• GOAL 1: Reproduce verbatim the records from the line containing "of the girl" through the line containing "<point>317,147</point>", with both of those lines included.

• TEXT BLOCK:
* begin *
Coming hard on the heels of fellow FCWG member Prof Joseph Stiglitz's admission that "Independent Scots currency union plan 'may have been a mistake', you have to hope that even Yes supporters are starting to realise that Sturgeon's "Council of Economic Advisors" might not be the infallible seers that she would have us believe.
****
** UPDATE **
A slightly edited version of my brief letter was published in the FT on 01/09/2016.
As an aside: the original FT piece he refers to mentioned factors which had “reduced Scotland’s notional share of British oil revenue from £9.6bn in 2011-12 to £60m in 2015-16”
A passing familiarity with these numbers would make it clear that these figures are government tax revenues, but one possible explanation for the Prof's confusion is he thought the decline reported related to value of output or GDP contribution.
* end *
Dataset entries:
* begin *
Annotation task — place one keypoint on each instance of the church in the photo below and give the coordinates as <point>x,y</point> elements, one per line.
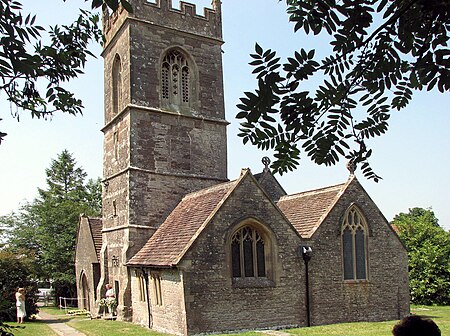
<point>187,250</point>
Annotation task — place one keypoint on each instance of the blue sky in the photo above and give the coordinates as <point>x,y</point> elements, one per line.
<point>413,157</point>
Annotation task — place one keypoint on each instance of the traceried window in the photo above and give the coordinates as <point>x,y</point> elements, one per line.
<point>175,79</point>
<point>354,241</point>
<point>248,253</point>
<point>157,293</point>
<point>116,85</point>
<point>142,287</point>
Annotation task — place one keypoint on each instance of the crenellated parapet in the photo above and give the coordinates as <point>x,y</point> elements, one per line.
<point>162,13</point>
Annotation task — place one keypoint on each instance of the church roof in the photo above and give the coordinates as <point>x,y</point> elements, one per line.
<point>307,210</point>
<point>95,225</point>
<point>174,237</point>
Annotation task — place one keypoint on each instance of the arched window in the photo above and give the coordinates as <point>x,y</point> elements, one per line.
<point>354,241</point>
<point>175,79</point>
<point>248,253</point>
<point>116,85</point>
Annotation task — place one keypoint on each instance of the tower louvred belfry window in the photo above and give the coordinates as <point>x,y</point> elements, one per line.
<point>175,79</point>
<point>116,85</point>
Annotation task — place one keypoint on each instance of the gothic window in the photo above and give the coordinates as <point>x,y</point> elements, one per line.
<point>248,253</point>
<point>141,287</point>
<point>116,85</point>
<point>354,241</point>
<point>156,284</point>
<point>175,79</point>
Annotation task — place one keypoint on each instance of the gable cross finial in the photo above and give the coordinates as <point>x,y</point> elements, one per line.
<point>266,162</point>
<point>351,166</point>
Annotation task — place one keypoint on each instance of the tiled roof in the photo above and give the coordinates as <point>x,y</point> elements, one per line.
<point>306,210</point>
<point>95,225</point>
<point>172,239</point>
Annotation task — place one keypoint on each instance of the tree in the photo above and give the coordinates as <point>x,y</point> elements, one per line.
<point>46,228</point>
<point>428,247</point>
<point>33,76</point>
<point>381,52</point>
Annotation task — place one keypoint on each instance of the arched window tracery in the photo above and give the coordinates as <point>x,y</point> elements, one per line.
<point>354,245</point>
<point>116,85</point>
<point>248,253</point>
<point>175,79</point>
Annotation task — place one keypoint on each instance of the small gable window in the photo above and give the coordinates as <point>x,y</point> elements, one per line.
<point>175,79</point>
<point>248,253</point>
<point>354,245</point>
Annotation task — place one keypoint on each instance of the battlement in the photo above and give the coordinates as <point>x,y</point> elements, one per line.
<point>162,13</point>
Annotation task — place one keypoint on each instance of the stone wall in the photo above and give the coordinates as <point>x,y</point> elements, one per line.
<point>214,302</point>
<point>385,295</point>
<point>86,264</point>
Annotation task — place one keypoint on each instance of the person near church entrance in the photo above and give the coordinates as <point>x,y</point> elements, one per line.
<point>20,304</point>
<point>111,302</point>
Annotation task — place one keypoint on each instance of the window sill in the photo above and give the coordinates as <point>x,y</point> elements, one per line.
<point>353,281</point>
<point>252,282</point>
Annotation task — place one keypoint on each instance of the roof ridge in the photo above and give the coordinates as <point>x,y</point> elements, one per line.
<point>207,190</point>
<point>313,191</point>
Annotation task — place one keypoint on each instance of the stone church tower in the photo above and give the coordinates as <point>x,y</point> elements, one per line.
<point>165,128</point>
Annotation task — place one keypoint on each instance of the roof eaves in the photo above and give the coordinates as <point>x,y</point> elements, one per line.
<point>244,172</point>
<point>327,212</point>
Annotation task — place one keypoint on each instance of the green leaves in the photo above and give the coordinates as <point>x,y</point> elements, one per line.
<point>25,61</point>
<point>374,68</point>
<point>46,228</point>
<point>428,247</point>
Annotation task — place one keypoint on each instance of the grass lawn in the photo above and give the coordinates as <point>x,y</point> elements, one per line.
<point>33,328</point>
<point>441,315</point>
<point>110,328</point>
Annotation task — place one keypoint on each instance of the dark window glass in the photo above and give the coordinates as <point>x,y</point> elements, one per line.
<point>347,241</point>
<point>260,258</point>
<point>360,251</point>
<point>248,258</point>
<point>236,259</point>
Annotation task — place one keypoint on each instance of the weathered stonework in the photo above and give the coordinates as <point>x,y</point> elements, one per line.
<point>169,214</point>
<point>385,294</point>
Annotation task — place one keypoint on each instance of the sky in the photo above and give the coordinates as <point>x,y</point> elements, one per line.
<point>412,158</point>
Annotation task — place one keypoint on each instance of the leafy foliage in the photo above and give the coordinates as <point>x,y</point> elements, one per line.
<point>32,74</point>
<point>381,52</point>
<point>46,228</point>
<point>428,247</point>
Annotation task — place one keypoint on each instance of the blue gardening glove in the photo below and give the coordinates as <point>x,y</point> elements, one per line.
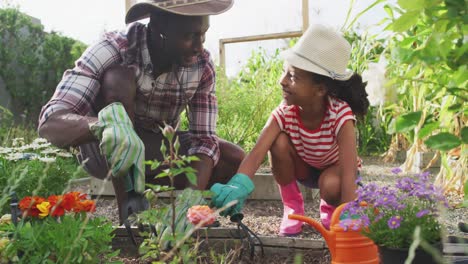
<point>124,150</point>
<point>238,188</point>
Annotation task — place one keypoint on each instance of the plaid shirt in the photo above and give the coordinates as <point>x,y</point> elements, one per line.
<point>158,99</point>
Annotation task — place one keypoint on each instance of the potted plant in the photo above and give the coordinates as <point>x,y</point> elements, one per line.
<point>403,219</point>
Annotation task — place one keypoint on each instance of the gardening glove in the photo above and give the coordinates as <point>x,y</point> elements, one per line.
<point>238,188</point>
<point>124,150</point>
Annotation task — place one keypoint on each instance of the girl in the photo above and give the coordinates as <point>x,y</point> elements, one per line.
<point>311,135</point>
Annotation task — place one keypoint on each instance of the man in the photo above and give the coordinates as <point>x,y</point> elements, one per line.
<point>128,85</point>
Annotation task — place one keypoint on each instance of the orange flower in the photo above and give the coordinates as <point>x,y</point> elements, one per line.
<point>44,209</point>
<point>56,205</point>
<point>28,205</point>
<point>199,213</point>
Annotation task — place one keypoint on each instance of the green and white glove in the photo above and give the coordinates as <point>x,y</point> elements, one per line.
<point>124,150</point>
<point>238,188</point>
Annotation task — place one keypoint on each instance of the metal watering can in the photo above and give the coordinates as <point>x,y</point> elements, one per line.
<point>349,246</point>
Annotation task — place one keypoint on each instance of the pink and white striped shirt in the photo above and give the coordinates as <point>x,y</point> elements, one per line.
<point>159,99</point>
<point>317,147</point>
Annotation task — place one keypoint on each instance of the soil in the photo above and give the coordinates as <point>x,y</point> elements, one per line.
<point>264,217</point>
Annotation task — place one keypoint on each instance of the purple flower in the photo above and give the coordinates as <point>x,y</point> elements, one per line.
<point>405,184</point>
<point>394,222</point>
<point>422,213</point>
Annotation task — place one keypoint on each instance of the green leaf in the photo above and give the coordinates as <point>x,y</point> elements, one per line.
<point>427,129</point>
<point>407,122</point>
<point>162,175</point>
<point>411,5</point>
<point>388,9</point>
<point>443,141</point>
<point>405,21</point>
<point>464,136</point>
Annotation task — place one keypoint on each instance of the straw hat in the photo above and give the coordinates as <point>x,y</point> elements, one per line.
<point>181,7</point>
<point>323,51</point>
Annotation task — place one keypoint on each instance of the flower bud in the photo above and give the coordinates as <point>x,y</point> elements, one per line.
<point>199,213</point>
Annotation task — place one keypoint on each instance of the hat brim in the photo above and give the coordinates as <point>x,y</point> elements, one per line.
<point>199,8</point>
<point>291,57</point>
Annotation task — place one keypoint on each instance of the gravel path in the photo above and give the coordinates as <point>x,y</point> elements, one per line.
<point>264,217</point>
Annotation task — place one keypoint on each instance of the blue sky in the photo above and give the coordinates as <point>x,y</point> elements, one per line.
<point>86,20</point>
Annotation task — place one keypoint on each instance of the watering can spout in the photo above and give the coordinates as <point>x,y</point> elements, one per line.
<point>327,235</point>
<point>346,247</point>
* end *
• GOAL 2: In order of appearance, list every expression containing digits in the text on Sturgeon's economic advisers.

• EXERCISE SOLUTION 1:
Annotation task — place one keypoint on each instance of the girl in the photo above and give the coordinates as <point>x,y</point> elements, one per line.
<point>311,135</point>
Annotation task — place one keypoint on each instance of the man in the photo above and give the coordinates as <point>x,y</point> elements, one per line.
<point>128,85</point>
Annotation task — place one keypoint on each instance of the orange flower in the photo above and give the coordinates as <point>x,y</point> elements, one per line.
<point>44,209</point>
<point>56,205</point>
<point>28,205</point>
<point>199,213</point>
Annotation task — place one keypoint on each instance of the green and white glove in the photo above and give the coordinates as <point>x,y</point> elements, one per line.
<point>124,150</point>
<point>238,188</point>
Annotation task — place one keypoint on each instance of the metal watering can in the photo above and give the coordinates as <point>x,y</point> elements, one per line.
<point>349,246</point>
Annotation task — place one keypoint on each instance of the pink and white striped shirt in the photo above and give the coordinates as <point>x,y</point> elements, one per line.
<point>159,99</point>
<point>317,147</point>

• EXERCISE SOLUTION 2:
01/09/2016
£9.6bn
2011-12
£60m
2015-16